Given text:
----------

Projects

FoVer: Training PRMs with Formal Verification Tools (2025)
Process Reward Models (PRMs) provide step-level verification to LLM reasoning. However, collecting accurate step-level labels for training PRMs is a bottleneck. We propose FoVer, an approach to use formal verification tools like Z3 and Isabelle to automatically annotate step-level error labels on LLM responses without relying on human annotation. This data synthesis is feasible only for tasks compatible with these tools, but our training data improves LLM-based PRMs over broad reasoning tasks.
VisOnlyQA: LVLMs Still Struggle with Visual Perception of Geometric Information (2025)
VisOnlyQA is a benchmark for evaluating the geometric perception capabilities of LVLMs, consisting of 12 tasks that ask about geometric properties (e.g., angle, size, and shape) in four categories of scientific figures: geometric shapes, charts, chemical structures, and 3D shapes. We demonstrate that LVLMs still often cannot accurately perceive basic geometric information in images.
Critical Survey of Self-Correction of LLMs (TACL 2024)
We critically survey broad papers and discuss the conditions required for successful self-correction. Our survey indicates that (1) no prior work demonstrates successful self-correction with feedback from prompted LLMs, except for studies in tasks that are exceptionally suited for self-correction, (2) self-correction works well in tasks that can use reliable external feedback, and (3) large-scale fine-tuning enables self-correction.

----------

Data:
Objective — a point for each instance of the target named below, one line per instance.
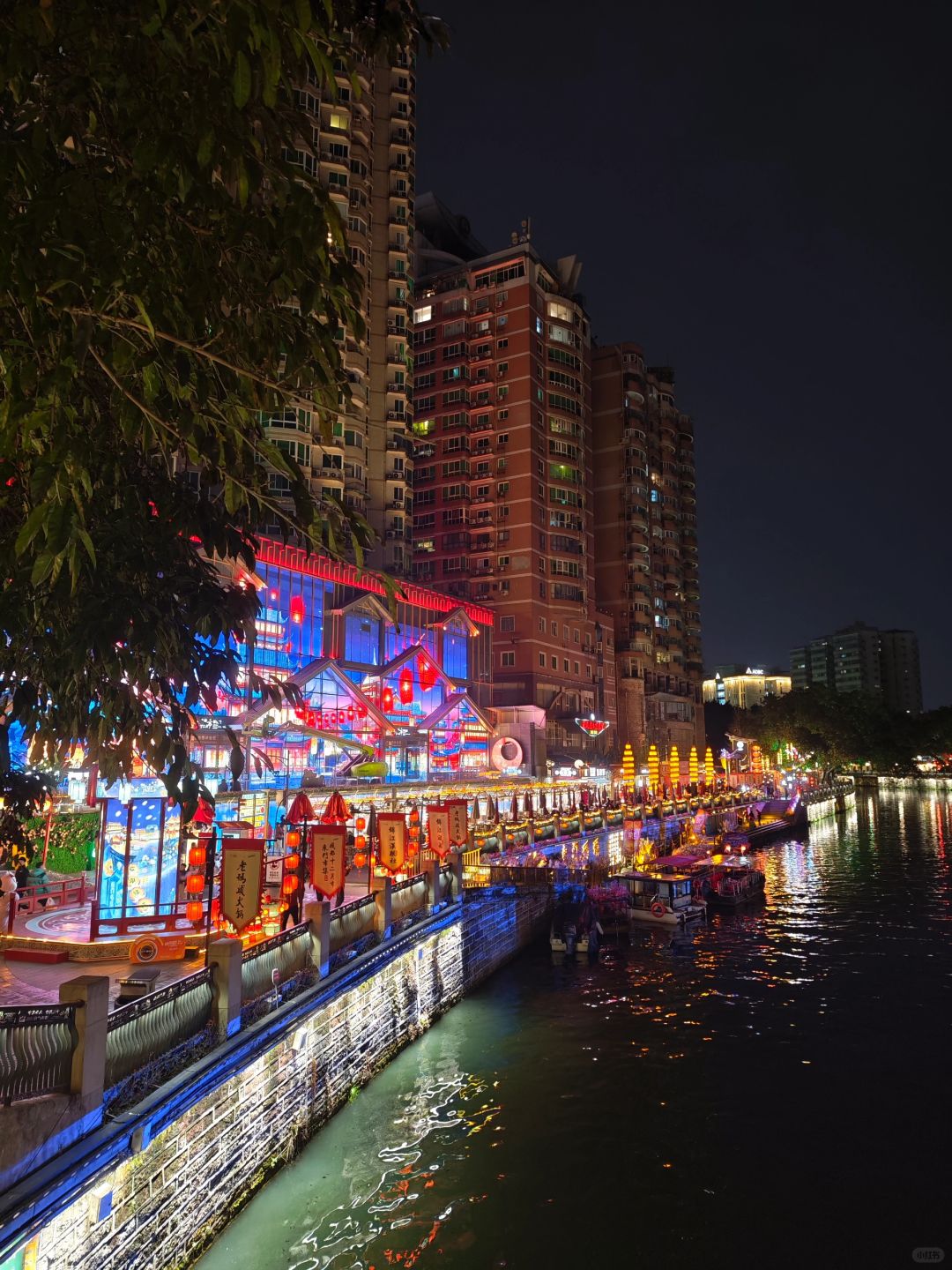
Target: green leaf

----------

Task set:
**a)** From the projects page, extract the stretch from "Process Reward Models" through "broad reasoning tasks.".
**b)** Please rewrite the paragraph of the projects page that begins "We critically survey broad papers" as a short list that keeps its main facts.

Task results:
**a)**
Process Reward Models (PRMs) provide step-level verification to LLM reasoning. However, collecting accurate step-level labels for training PRMs is a bottleneck. We propose FoVer, an approach to use formal verification tools like Z3 and Isabelle to automatically annotate step-level error labels on LLM responses without relying on human annotation. This data synthesis is feasible only for tasks compatible with these tools, but our training data improves LLM-based PRMs over broad reasoning tasks.

**b)**
- The survey critically reviews broad papers and discusses the conditions required for successful self-correction.
- No prior work shows successful self-correction with feedback from prompted LLMs, except in tasks exceptionally suited for it.
- Self-correction works well in tasks that can use reliable external feedback.
- Large-scale fine-tuning enables self-correction.